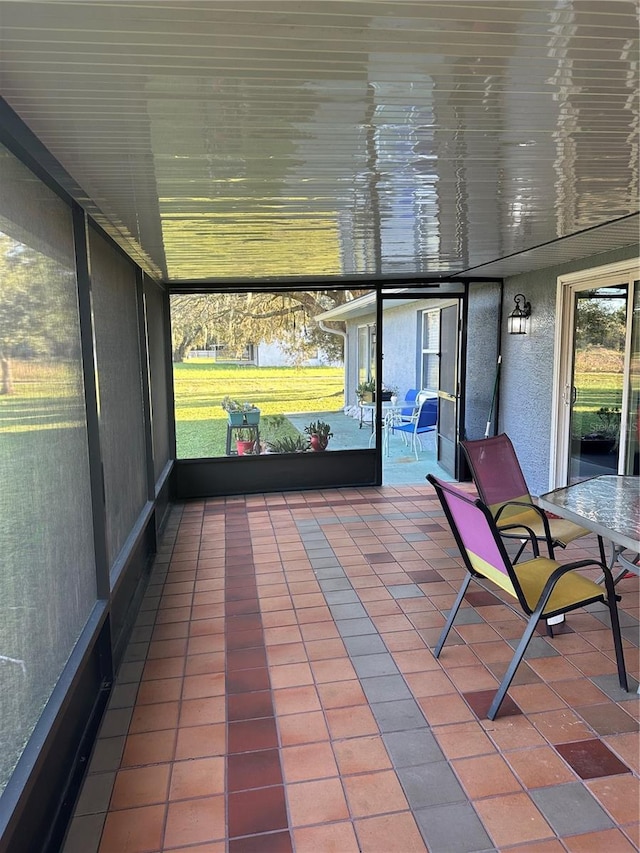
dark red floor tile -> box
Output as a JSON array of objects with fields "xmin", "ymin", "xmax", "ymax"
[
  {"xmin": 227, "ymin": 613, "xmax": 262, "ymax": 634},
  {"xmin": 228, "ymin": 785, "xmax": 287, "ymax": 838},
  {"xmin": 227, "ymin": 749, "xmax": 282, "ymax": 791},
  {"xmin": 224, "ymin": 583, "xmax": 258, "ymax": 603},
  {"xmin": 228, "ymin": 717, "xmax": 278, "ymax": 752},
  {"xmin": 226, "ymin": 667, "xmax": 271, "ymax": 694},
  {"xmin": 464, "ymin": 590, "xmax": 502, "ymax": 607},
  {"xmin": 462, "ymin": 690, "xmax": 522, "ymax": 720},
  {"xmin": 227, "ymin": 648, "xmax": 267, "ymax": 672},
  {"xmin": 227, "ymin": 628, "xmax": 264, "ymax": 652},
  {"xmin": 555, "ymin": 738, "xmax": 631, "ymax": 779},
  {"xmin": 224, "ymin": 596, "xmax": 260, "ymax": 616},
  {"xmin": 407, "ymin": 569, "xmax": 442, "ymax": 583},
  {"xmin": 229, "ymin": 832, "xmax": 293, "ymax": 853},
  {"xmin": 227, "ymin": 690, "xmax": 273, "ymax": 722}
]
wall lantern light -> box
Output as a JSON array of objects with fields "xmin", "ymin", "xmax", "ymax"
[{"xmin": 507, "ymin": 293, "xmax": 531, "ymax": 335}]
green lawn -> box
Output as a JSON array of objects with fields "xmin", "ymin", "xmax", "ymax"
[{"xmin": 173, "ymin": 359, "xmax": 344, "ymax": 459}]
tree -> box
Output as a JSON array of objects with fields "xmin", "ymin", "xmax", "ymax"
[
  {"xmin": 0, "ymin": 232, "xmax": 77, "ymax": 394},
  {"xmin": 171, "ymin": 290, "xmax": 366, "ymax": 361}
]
────
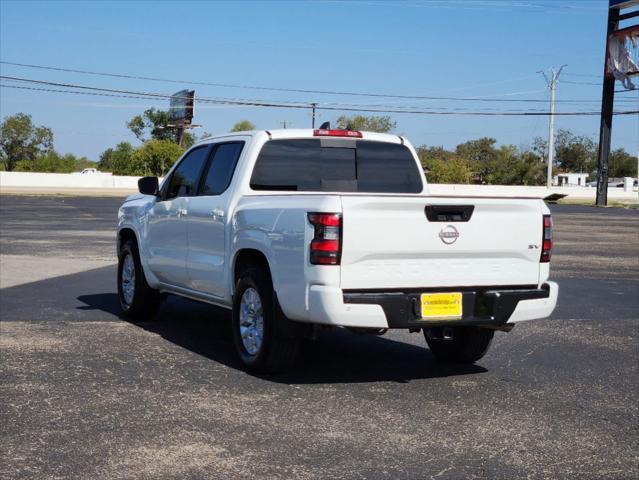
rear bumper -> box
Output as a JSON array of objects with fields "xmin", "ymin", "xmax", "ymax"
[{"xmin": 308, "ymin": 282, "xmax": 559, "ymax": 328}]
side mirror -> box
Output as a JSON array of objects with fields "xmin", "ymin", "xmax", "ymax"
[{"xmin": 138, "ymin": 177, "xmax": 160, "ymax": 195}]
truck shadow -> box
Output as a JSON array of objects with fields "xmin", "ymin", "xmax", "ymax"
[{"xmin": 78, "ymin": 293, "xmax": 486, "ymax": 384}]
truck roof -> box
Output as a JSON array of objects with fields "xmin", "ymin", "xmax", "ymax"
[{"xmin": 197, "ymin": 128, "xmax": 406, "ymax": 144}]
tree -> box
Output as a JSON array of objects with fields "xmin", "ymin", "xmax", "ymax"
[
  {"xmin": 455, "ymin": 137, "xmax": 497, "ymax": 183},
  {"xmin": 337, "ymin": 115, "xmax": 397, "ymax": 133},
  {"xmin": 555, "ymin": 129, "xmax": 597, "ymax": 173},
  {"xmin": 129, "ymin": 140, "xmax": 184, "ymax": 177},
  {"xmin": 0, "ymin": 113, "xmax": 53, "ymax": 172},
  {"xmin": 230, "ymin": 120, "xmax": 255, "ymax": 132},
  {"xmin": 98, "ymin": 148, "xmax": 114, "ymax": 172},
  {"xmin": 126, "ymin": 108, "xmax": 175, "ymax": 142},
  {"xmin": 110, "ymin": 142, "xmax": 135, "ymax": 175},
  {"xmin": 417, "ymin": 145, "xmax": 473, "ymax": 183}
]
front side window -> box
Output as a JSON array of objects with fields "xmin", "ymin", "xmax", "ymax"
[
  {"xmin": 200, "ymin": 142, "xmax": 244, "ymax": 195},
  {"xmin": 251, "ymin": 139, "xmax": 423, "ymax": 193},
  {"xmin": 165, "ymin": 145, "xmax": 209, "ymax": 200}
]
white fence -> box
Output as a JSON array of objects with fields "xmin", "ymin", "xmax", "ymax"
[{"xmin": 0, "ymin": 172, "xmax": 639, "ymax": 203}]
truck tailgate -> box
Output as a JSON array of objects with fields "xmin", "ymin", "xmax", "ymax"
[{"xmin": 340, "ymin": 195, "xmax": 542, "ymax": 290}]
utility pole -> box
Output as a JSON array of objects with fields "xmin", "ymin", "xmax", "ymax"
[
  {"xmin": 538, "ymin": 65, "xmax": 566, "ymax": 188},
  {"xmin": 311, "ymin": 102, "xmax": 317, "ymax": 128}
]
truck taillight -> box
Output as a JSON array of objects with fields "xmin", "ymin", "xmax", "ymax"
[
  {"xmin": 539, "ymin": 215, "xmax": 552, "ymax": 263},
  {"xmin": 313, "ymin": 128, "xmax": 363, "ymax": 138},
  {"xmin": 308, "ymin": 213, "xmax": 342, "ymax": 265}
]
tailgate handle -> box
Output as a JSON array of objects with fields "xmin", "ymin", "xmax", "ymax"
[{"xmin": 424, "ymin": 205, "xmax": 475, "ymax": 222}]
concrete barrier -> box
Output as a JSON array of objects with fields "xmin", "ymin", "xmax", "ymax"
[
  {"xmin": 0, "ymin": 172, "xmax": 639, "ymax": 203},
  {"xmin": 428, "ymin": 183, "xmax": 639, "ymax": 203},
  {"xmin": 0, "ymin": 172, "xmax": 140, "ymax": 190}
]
────
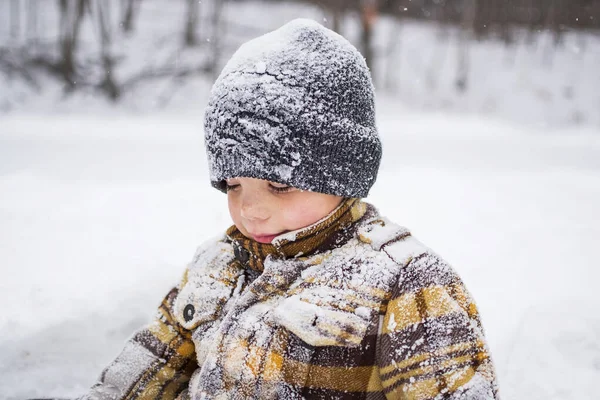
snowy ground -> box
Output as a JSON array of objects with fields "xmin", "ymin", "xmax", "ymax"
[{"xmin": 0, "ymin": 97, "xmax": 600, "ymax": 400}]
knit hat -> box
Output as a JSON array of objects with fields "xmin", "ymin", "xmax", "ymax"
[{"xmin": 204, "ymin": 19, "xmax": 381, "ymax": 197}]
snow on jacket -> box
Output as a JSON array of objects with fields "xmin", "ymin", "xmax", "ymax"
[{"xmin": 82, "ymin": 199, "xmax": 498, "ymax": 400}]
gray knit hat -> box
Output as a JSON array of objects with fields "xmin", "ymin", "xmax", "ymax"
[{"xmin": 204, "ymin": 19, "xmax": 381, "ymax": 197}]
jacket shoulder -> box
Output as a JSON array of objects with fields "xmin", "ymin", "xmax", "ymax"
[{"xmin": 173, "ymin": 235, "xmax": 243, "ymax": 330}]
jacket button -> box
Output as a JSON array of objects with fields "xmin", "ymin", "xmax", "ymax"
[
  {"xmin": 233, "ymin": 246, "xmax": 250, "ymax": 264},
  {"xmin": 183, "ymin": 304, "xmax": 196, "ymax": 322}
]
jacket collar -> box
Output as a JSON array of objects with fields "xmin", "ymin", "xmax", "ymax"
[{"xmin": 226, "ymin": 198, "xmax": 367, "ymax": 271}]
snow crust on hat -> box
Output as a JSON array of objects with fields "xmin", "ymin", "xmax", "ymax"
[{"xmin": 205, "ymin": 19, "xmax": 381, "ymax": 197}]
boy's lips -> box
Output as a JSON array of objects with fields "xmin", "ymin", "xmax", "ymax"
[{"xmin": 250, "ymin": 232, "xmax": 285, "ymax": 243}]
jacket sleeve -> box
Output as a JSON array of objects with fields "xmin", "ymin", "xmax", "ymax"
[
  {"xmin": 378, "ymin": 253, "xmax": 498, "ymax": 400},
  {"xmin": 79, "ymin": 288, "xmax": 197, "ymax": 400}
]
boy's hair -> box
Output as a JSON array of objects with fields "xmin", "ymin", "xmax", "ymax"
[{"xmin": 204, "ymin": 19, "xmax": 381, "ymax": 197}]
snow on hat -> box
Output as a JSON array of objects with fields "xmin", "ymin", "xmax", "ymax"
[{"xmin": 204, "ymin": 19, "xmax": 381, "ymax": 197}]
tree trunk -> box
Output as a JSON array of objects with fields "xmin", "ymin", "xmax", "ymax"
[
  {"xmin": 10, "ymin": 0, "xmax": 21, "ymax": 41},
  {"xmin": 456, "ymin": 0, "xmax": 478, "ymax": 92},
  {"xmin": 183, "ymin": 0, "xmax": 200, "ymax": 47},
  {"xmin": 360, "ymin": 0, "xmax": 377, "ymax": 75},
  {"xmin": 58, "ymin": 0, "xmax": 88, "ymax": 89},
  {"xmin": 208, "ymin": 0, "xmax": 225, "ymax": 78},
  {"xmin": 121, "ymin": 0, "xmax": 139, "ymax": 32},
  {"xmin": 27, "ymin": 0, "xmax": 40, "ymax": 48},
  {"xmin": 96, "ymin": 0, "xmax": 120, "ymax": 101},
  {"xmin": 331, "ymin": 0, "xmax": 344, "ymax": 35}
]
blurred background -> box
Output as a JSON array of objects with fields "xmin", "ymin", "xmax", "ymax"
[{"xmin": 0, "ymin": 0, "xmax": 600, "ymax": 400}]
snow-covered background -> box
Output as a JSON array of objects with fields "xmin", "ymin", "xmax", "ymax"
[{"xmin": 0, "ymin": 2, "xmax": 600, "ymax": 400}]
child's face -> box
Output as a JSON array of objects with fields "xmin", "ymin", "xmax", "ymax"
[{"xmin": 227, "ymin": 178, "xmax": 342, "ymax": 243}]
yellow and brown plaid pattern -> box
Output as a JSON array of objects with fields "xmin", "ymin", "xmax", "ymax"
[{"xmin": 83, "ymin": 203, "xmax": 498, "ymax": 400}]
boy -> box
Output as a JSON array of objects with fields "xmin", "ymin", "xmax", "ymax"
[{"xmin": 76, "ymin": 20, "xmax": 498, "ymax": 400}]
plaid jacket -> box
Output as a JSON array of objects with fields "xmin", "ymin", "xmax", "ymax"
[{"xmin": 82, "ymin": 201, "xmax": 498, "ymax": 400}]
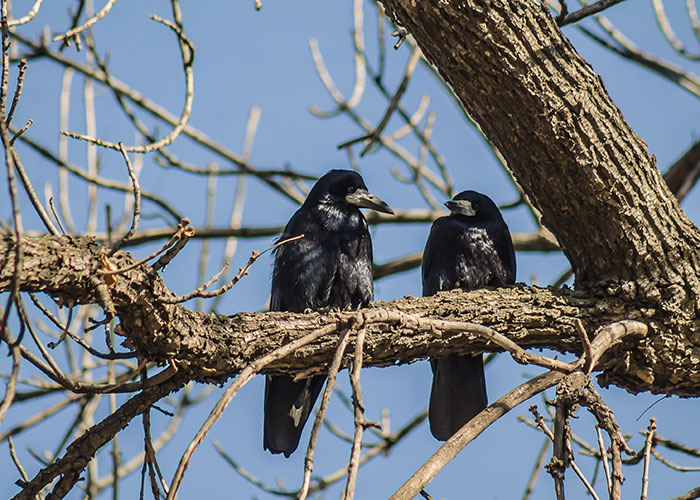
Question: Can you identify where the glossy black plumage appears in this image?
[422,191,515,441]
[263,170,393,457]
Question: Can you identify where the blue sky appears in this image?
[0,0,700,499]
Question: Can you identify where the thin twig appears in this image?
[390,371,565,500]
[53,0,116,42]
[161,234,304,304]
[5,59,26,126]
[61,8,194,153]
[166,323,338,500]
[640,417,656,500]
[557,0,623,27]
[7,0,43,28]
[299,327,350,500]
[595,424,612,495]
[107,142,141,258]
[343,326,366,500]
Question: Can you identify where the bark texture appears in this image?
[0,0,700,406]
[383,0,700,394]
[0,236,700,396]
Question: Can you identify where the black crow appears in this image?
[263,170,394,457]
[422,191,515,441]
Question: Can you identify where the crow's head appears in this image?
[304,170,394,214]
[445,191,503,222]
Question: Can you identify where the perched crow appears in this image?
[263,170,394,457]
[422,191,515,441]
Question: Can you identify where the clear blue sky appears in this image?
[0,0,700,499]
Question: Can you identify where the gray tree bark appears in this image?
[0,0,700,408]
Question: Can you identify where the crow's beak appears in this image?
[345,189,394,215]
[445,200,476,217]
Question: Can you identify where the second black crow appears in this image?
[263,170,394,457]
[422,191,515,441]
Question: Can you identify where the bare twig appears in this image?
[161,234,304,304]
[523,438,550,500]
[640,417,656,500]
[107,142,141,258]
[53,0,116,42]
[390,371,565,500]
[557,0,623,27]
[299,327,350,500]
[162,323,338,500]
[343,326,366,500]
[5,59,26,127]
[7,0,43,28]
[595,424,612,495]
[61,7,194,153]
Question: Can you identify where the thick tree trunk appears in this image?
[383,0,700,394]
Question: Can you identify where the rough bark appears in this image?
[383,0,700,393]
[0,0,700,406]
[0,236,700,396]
────
**Goal:**
Count the lines in the items above that contain the string "background", treating uppercase and lowercase as different. Reply with the number alone.

**Expected answer:**
2